** Start Document excerpt **
[ 
https://issues.apache.org/jira/browse/AVRO-4238?page=com.atlassian.jira.plugin.system.issuetabpanels:comment-tabpanel&focusedCommentId=18073408#comment-18073408
 ] 

Cedric Holzer commented on AVRO-4238:
-------------------------------------

Created a PR addressing the issue: [https://github.com/apache/avro/pull/3730]

> FastReader fails to unbox nested type when defaulting a union<array<>> field
> ----------------------------------------------------------------------------
>
>                 Key: AVRO-4238
>                 URL: https://issues.apache.org/jira/browse/AVRO-4238
>             Project: Apache Avro
>          Issue Type: Bug
>          Components: java
>    Affects Versions: 1.12.1
>         Environment: Java 21, Gradle 8.11, org.apache.avro:avro:1.12.1
>            Reporter: Cedric Holzer
>            Priority: Minor
>
> h2. Description
> When using the FastReader, the schema evolution fails with an 
> AvroRuntimeException when the reader schema adds a new field of type 
> union<array<T>, null> with a default value of an empty array.
** End Document excerpt **
» **Requirement A**
Find each line in the rows that holds the string "shadow" and copy those lines out.
** Start Data rows **
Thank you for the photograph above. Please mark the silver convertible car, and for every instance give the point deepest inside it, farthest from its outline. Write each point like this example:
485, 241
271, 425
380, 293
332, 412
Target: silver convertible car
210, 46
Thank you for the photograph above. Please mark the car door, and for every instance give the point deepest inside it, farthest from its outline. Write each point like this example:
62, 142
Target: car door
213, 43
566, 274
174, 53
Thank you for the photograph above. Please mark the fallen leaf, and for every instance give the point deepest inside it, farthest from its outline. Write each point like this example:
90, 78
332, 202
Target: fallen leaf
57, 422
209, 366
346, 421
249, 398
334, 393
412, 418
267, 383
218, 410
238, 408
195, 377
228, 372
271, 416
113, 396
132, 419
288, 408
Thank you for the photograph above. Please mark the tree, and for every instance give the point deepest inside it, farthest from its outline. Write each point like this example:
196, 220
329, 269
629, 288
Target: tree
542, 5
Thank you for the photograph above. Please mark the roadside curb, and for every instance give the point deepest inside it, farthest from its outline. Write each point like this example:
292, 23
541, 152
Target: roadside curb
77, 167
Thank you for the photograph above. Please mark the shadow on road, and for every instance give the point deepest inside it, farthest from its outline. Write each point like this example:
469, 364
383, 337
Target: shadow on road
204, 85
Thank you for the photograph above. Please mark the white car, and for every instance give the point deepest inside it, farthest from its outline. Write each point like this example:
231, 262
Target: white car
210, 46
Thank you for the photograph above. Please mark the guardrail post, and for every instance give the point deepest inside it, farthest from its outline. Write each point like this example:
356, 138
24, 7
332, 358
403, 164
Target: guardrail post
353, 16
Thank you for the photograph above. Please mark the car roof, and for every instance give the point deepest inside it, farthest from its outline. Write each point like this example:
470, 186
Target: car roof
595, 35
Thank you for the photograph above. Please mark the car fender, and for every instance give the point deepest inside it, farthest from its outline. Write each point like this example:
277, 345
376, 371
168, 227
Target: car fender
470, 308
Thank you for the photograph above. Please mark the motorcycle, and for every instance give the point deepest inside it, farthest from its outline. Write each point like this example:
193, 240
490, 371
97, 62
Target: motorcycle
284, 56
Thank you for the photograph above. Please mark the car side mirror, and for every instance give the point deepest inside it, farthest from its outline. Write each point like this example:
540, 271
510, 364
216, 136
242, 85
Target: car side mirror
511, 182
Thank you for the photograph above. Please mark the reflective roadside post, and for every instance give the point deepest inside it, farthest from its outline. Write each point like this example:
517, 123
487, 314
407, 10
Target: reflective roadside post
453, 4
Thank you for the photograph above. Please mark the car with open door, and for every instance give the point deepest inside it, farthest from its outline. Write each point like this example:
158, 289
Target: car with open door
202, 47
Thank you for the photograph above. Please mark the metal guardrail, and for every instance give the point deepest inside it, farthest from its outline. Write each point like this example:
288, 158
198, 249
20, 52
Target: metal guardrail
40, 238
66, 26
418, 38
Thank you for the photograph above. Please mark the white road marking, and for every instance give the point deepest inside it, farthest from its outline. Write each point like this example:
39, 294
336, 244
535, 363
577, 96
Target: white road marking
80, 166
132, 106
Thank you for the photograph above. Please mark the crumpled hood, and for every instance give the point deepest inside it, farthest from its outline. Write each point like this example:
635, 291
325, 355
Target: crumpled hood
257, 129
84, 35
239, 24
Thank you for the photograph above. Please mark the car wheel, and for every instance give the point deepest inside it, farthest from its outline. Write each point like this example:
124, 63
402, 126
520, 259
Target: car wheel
** End Data rows **
» **Requirement B**
Reproduce the whole Avro issue comment above, word for word.

» **Expected answer A**
Thank you for the photograph above. Please mark the shadow on road, and for every instance give the point deepest inside it, farthest from its outline. Write each point like this example:
Target: shadow on road

» **Expected answer B**
[ 
https://issues.apache.org/jira/browse/AVRO-4238?page=com.atlassian.jira.plugin.system.issuetabpanels:comment-tabpanel&focusedCommentId=18073408#comment-18073408
 ] 

Cedric Holzer commented on AVRO-4238:
-------------------------------------

Created a PR addressing the issue: [https://github.com/apache/avro/pull/3730]

> FastReader fails to unbox nested type when defaulting a union<array<>> field
> ----------------------------------------------------------------------------
>
>                 Key: AVRO-4238
>                 URL: https://issues.apache.org/jira/browse/AVRO-4238
>             Project: Apache Avro
>          Issue Type: Bug
>          Components: java
>    Affects Versions: 1.12.1
>         Environment: Java 21, Gradle 8.11, org.apache.avro:avro:1.12.1
>            Reporter: Cedric Holzer
>            Priority: Minor
>
> h2. Description
> When using the FastReader, the schema evolution fails with an 
> AvroRuntimeException when the reader schema adds a new field of type 
> union<array<T>, null> with a default value of an empty array.